* _Reading text_:
An environmental advocate who has been on the front lines in the fight against fracking for over a decade is urging Governor Kathy Hochul to reject a bill that would ban carbon dioxide fracking.
Walter Hang, president of the environmental database firm Toxics Targeting, has been saying the legislation that would expand the state's ban on hydraulic fracking to also include CO2 is "fatally flawed."
In his letter, Hang says the bill (S8357/A8866) does not define the use of carbon dioxide to extract oil and gas from Marcellus shale as a form of high-volume hydraulic fracturing.
"The use of carbon dioxide for oil and natural gas extraction must be clearly defined as High-Volume Hydraulic Fracturing so that New York maintains strict regulatory control over carbon dioxide oil and gas extraction activities and can prohibit it."

* _Information shown_:

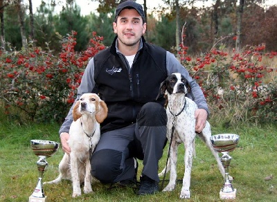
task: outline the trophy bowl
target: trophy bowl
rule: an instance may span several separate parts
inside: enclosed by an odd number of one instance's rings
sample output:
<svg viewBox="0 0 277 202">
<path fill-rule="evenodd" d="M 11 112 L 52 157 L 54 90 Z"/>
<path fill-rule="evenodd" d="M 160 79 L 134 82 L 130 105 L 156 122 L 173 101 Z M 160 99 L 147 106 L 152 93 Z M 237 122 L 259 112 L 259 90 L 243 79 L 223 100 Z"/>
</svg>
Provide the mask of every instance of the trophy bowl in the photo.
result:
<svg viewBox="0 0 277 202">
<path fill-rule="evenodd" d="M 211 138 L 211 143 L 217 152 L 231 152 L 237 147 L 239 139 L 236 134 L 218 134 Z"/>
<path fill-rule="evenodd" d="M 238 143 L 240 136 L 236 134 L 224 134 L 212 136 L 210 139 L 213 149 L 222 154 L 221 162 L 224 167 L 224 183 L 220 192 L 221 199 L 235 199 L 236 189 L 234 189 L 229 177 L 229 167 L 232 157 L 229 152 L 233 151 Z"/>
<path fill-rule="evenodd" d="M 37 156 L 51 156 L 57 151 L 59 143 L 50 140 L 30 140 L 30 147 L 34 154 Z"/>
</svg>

* _What to work on_:
a) Which people and organizations are named in the article about the carbon dioxide fracking bill?
b) In the article about the carbon dioxide fracking bill, what firm does Walter Hang head?
c) Write the next part of the article about the carbon dioxide fracking bill, picking up after its final sentence.
The records are separate material from the article about the carbon dioxide fracking bill.

* _Answers for the exercise_:
a) Kathy Hochul, Walter Hang, Toxics Targeting

b) He is president of Toxics Targeting, an environmental database firm.

c)
Hang also says the bill does not address the loophole in the existing law which bans hydraulic fracking of 300,000 gallons or more of water.
Instead, Hang and other environmental groups are calling on Hochul to sign legislation banning all forms of high-volume hydraulic fracturing.
The proposed ban on carbon dioxide fracking was introduced in the legislature in February to stop the Texas-based company Southern Tier Solutions from using the method as an alternative to extract gas from Marcellus shale. Southern Tier Solutions is looking to lease hundreds of thousands of acres of land from residents in Broome, Tioga and Chemung counties.